- **WHAT IS ASKED**:
1. Reproduce the stretch of the Jonathan Rosenbaum interview from "LM The Guardian" through "restrictions on Iranians?", word for word.
2. Which lines of the records contain the string "viewBox"? List each of them in full, treating case as significant.

Jonathan Rosenbaum is an internationally renowned writer on film and an Orson Welles specialist. More importantly he is an unpigeonholeable intellectual dissident at a time when dissidence is at a premium. He has just published Movie Wars, a fascinating critique of, among many other things, the way large corporations fashion our way of thinking, or not thinking, about cinema. He spoke to Lir Mac Cárthaigh and Tony Keily during his recent visit to Dublin. [Extract]

Isolation
LM One of the central issues raised in Movie Wars is the notion that lack of curiosity on the part of the audience helps large corporations to limit the kinds of films that they see.

JR There's a kind of analogy to that with things like foreign policy in the United States where lack of curiosity about the rest of the world on the part of the public enables the United States government to do what it's doing right now. And also, just as there are assumptions made about the moviegoing public that I contest, I would similarly say that contestable assumptions that are being made about most Americans wanting to go to war, because I don't believe in a lot of the polls. I don't think anybody knows.

LM The book was originally published in the States in 2000. Do you feel that there have been any changes in the film world since then?

JR The situation has at least potentially improved. A thing that made me feel more vindicated was the enormous success of Crouching Tiger, Hidden Dragon, a subtitled film that played in shopping malls all over the United States and did extremely well, thereby proving that if people want to see a film they would be perfectly willing to see a film with subtitles. In other words they're getting beyond the idea of 'foreign film' equals 'art film'. Another example is a film that's been doing well lots of places is the Inuit film The Fast Runner. But in terms of the industry, what their broad views are, nothing has changed.

LM The Guardian described Movie Wars' publication as "the season's first exciting event".

JR The American publishers partly proved the thesis of my book; they were convinced no-one was going to be interested in this book outside of the United States! I'm busy with other books of a more cross-cultural nature, like a collection I'm editing with Adrian Martin, an Australian film critic. It's called Movie Mutations: The Changing Face of World Cinephilia and deals with various kinds of international exchanges between people about changing patterns of cinephilia. Then there's another book on Kiarostami that I co-wrote with an Iranian friend in Chicago. That's coming out in March.

TK Did you hear that Kiarostami couldn't get to the New York film festival because of visa restrictions on Iranians?

JR Oh yeah. In fact I learned about it when I was at an Iranian film conference at Lincoln Centre in New York just before I came here. It's horrifying! Unfortunately it's already been very difficult for Iranians to get into the United States. It's ridiculous. The only reason they can provide for this is he's one of the 'axis of evil' people.

InDVDidualistic
TK Another thing that interests me about your work in general is that you don't seem to want to be an easily-defined professional, that you don't want to belong to a film ghetto. Do you feel that there is a lack of community in the film world?

JR I do feel that I belong to a community now, but it's a different notion of community: one that exists on the internet and is international. What you're saying is true in a way, but it was something I backed into. If I'd gotten a PhD I might have wound up having a career in film studies, but I never got more than one-year contracts before I got the job at the Chicago Reader. I'm also the beneficiary of having more space and freedom as a weekly reviewer than anyone else I know.

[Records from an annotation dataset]
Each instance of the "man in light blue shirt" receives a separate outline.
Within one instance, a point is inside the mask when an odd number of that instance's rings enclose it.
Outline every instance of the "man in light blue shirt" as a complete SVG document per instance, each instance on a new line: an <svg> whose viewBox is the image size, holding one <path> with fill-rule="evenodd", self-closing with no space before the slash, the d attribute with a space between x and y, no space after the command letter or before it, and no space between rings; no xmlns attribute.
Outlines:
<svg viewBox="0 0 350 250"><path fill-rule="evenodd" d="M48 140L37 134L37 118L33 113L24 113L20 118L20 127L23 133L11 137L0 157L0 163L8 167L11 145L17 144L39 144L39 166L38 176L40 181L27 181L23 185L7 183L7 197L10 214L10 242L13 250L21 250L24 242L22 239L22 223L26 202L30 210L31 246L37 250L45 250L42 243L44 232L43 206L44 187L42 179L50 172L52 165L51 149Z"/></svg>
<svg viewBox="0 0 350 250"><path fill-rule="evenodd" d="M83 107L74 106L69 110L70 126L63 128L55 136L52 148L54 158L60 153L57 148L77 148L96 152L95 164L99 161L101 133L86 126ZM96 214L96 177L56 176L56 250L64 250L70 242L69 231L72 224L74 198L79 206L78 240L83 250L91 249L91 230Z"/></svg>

- **EXERCISE RESULTS**:
1.
LM The Guardian described Movie Wars' publication as "the season's first exciting event".

JR The American publishers partly proved the thesis of my book; they were convinced no-one was going to be interested in this book outside of the United States! I'm busy with other books of a more cross-cultural nature, like a collection I'm editing with Adrian Martin, an Australian film critic. It's called Movie Mutations: The Changing Face of World Cinephilia and deals with various kinds of international exchanges between people about changing patterns of cinephilia. Then there's another book on Kiarostami that I co-wrote with an Iranian friend in Chicago. That's coming out in March.

TK Did you hear that Kiarostami couldn't get to the New York film festival because of visa restrictions on Iranians?

2.
Outline every instance of the "man in light blue shirt" as a complete SVG document per instance, each instance on a new line: an <svg> whose viewBox is the image size, holding one <path> with fill-rule="evenodd", self-closing with no space before the slash, the d attribute with a space between x and y, no space after the command letter or before it, and no space between rings; no xmlns attribute.
<svg viewBox="0 0 350 250"><path fill-rule="evenodd" d="M48 140L37 134L37 118L33 113L24 113L20 118L20 127L23 133L11 137L0 157L0 163L8 167L11 145L17 144L39 144L39 166L38 176L40 181L27 181L23 185L7 183L7 197L10 214L10 242L13 250L21 250L24 242L22 239L22 223L26 202L30 210L31 246L37 250L45 250L42 243L44 232L43 206L44 187L42 179L50 172L52 165L51 149Z"/></svg>
<svg viewBox="0 0 350 250"><path fill-rule="evenodd" d="M83 107L74 106L69 110L70 126L63 128L55 136L52 148L54 158L60 153L57 148L77 148L96 152L95 164L99 161L101 133L86 126ZM96 214L96 177L56 176L56 250L64 250L70 242L69 231L72 224L74 198L79 206L78 240L83 250L91 249L91 230Z"/></svg>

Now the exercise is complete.